ASSIGNMENT –
Take each line of the data that contains the string "suit" and copy it.
**** GIVEN DATA
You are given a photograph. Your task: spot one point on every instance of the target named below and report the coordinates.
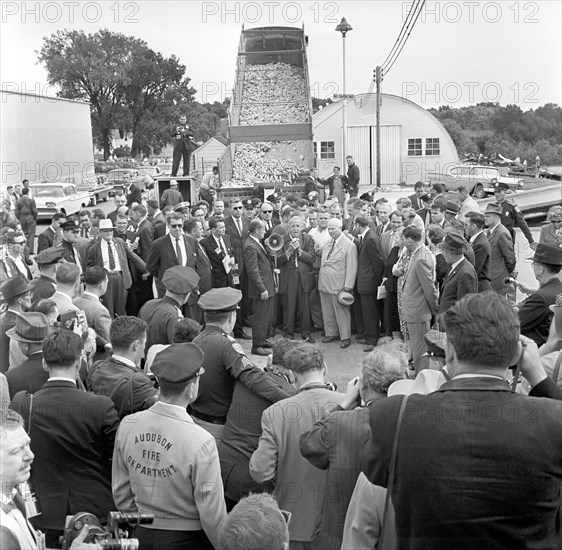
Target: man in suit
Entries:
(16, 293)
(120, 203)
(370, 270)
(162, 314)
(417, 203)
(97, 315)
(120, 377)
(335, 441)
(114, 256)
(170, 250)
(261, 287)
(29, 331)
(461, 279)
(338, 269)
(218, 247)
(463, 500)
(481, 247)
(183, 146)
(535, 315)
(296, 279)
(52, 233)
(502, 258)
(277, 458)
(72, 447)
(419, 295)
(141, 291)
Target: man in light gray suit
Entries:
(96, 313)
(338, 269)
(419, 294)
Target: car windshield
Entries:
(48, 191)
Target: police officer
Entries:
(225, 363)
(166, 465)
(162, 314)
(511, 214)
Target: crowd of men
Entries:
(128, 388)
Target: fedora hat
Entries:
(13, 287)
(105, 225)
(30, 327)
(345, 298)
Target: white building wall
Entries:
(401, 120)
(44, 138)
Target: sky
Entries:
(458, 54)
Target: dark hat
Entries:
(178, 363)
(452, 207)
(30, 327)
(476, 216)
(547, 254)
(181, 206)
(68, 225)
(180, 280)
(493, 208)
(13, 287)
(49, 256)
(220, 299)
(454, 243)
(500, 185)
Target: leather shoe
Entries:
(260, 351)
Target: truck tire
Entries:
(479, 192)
********
SOLUTION TO THIS TASK –
Target: man in suit
Target: man in light gray suit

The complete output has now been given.